Hari Itu Datang Seperti Guntur di Tengah Langit Cerah
Awal April 2025. Dunia belum selesai menarik napas dari resesi global, tiba-tiba datang kabar dari Gedung Putih. Presiden Donald Trump kembali ke tampuk kekuasaan dan langsung mengumumkan kebijakan Liberation Day Tariffs yang lebih terdengar seperti judul film Marvel, tapi isinya adalah tarif impor tingkat dewa.
Indonesia masuk dalam daftar negara yang dianggap punya "utang dagang moral" ke Amerika Serikat. Dan dengan itu, produk-produk ekspor andalan kita dari alas kaki sampai onderdil motor kena tarif total 42 persen (10% tarif dasar ditambah 32% tarif tambahan).
Pagi itu, pasar keuangan Indonesia mendadak seperti habis ditinggal kabur partner bisnis. IHSG anjlok, nilai tukar rupiah nyaris keok, dan para pelaku usaha? Gigit jari sambil menyeduh kopi yang mendadak terasa pahit.
--------
**Latihan**
**a.** Menurut teks tentang tarif impor, berapa persen total tarif yang dikenakan pada produk ekspor andalan Indonesia?
**b.** Salin persis bagian teks tentang tarif impor dari "Indonesia masuk dalam" sampai "mendadak terasa pahit.".
Baris-baris data di bawah berasal dari sumber lain.

[Cuplikan data]
--------
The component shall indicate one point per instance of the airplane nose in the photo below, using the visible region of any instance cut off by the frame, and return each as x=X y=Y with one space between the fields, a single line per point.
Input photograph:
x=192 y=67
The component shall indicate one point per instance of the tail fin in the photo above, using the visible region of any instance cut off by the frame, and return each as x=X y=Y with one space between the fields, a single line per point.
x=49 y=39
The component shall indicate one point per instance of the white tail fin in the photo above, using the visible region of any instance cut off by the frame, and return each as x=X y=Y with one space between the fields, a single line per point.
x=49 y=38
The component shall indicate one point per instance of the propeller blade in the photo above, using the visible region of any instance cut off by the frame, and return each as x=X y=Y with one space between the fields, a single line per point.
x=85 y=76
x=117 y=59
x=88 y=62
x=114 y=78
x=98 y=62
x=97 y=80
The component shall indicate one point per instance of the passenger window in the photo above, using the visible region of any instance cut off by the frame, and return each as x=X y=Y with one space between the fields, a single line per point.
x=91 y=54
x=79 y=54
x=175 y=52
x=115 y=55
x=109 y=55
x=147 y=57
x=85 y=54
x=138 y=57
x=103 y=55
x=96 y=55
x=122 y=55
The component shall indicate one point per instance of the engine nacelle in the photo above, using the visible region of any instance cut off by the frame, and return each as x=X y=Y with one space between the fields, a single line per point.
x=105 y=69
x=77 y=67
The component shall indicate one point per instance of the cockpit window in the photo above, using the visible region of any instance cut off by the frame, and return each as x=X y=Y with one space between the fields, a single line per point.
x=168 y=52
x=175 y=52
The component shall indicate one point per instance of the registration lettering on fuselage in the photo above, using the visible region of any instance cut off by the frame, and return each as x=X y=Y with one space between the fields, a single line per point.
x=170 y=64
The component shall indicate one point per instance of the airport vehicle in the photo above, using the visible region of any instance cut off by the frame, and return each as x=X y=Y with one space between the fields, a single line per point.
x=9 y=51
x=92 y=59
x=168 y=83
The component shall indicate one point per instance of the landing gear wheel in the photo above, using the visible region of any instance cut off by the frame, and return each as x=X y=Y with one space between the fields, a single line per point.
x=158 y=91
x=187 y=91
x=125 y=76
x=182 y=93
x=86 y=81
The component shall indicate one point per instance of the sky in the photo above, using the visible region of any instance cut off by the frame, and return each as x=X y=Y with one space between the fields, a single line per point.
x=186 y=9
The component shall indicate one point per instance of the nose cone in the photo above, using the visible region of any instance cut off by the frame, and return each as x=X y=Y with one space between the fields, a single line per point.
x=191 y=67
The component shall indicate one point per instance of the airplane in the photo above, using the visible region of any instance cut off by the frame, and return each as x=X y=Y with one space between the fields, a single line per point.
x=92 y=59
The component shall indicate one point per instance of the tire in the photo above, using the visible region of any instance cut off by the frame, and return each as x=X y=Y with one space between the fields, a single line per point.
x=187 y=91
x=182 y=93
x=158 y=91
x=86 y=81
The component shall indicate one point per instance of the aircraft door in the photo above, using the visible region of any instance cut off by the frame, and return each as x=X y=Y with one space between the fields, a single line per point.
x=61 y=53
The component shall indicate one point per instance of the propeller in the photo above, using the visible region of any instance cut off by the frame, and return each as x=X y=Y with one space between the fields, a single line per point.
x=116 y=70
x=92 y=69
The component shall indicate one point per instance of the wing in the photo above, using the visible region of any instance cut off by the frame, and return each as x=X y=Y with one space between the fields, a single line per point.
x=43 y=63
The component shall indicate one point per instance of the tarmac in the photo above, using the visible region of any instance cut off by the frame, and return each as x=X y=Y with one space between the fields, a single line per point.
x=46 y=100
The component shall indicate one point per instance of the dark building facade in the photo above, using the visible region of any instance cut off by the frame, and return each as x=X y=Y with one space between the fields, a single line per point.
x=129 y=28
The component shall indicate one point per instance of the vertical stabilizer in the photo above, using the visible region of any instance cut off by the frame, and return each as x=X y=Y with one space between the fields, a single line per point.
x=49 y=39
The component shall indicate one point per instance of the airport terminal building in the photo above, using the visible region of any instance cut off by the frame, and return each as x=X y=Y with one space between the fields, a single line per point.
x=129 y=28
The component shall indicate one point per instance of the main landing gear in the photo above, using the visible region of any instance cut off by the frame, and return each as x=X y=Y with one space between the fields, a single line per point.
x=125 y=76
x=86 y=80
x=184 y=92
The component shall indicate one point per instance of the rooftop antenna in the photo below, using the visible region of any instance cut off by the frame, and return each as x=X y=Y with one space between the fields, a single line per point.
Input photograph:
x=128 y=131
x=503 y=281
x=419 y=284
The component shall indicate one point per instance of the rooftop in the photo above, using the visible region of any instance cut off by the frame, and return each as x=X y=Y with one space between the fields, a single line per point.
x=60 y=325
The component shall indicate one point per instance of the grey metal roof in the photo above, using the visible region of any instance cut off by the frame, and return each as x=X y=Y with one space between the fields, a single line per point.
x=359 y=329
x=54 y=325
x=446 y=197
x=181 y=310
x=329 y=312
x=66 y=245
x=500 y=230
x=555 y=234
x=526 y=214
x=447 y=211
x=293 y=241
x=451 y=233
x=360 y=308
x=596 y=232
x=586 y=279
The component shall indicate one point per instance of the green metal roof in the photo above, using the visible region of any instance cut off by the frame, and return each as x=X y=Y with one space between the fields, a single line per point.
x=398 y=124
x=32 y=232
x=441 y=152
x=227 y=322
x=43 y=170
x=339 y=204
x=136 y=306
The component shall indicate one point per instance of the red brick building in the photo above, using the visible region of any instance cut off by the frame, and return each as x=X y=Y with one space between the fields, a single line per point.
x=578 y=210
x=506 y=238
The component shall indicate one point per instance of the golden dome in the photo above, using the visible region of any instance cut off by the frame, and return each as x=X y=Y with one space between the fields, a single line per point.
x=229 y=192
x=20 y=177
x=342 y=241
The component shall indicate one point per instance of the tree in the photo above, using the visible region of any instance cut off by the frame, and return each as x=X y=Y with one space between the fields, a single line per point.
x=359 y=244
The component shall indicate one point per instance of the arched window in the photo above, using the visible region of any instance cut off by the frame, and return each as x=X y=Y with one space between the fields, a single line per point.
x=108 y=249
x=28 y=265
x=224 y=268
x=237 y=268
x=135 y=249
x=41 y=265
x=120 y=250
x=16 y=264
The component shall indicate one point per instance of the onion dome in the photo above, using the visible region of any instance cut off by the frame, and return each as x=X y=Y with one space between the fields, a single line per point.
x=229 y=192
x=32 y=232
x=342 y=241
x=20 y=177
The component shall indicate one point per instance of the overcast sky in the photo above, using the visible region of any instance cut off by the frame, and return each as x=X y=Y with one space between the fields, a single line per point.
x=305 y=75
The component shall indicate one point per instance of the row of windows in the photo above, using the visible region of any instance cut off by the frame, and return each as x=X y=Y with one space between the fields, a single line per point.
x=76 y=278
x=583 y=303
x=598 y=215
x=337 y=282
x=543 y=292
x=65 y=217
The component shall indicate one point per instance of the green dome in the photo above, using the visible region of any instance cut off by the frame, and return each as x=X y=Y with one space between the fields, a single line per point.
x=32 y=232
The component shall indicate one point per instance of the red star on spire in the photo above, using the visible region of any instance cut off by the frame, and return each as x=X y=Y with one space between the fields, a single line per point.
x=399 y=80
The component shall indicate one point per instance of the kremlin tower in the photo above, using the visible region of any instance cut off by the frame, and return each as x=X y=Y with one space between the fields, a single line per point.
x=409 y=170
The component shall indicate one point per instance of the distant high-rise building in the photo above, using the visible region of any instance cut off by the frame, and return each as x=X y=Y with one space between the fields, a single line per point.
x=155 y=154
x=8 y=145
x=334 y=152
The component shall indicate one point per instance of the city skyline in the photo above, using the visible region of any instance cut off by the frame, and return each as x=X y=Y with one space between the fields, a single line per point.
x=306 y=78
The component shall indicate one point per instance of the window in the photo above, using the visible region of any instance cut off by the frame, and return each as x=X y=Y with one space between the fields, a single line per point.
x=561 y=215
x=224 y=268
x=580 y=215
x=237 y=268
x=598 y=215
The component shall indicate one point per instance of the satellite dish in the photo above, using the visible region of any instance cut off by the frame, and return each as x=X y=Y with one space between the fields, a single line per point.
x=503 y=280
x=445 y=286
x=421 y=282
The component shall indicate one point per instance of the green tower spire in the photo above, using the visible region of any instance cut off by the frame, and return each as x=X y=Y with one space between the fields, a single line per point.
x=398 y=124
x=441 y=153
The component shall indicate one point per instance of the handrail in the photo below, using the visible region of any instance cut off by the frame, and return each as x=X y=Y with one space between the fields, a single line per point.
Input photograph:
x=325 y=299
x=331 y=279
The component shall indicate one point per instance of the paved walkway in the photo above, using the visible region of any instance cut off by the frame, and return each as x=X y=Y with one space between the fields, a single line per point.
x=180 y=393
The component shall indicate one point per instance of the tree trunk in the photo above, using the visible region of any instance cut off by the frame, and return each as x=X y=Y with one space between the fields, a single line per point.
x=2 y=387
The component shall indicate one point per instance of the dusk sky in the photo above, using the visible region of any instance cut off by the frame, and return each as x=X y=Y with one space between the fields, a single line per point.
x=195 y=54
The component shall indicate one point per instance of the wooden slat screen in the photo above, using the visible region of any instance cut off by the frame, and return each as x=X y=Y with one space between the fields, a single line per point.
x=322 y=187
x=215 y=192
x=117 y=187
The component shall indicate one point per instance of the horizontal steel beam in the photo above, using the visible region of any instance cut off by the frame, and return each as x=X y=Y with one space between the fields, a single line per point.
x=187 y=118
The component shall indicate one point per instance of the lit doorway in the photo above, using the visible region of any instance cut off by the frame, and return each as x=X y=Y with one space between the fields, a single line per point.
--------
**Kunci Jawaban**
**a.** 42 persen, yaitu 10% tarif dasar ditambah 32% tarif tambahan.

**b.**
Indonesia masuk dalam daftar negara yang dianggap punya "utang dagang moral" ke Amerika Serikat. Dan dengan itu, produk-produk ekspor andalan kita dari alas kaki sampai onderdil motor kena tarif total 42 persen (10% tarif dasar ditambah 32% tarif tambahan).
Pagi itu, pasar keuangan Indonesia mendadak seperti habis ditinggal kabur partner bisnis. IHSG anjlok, nilai tukar rupiah nyaris keok, dan para pelaku usaha? Gigit jari sambil menyeduh kopi yang mendadak terasa pahit.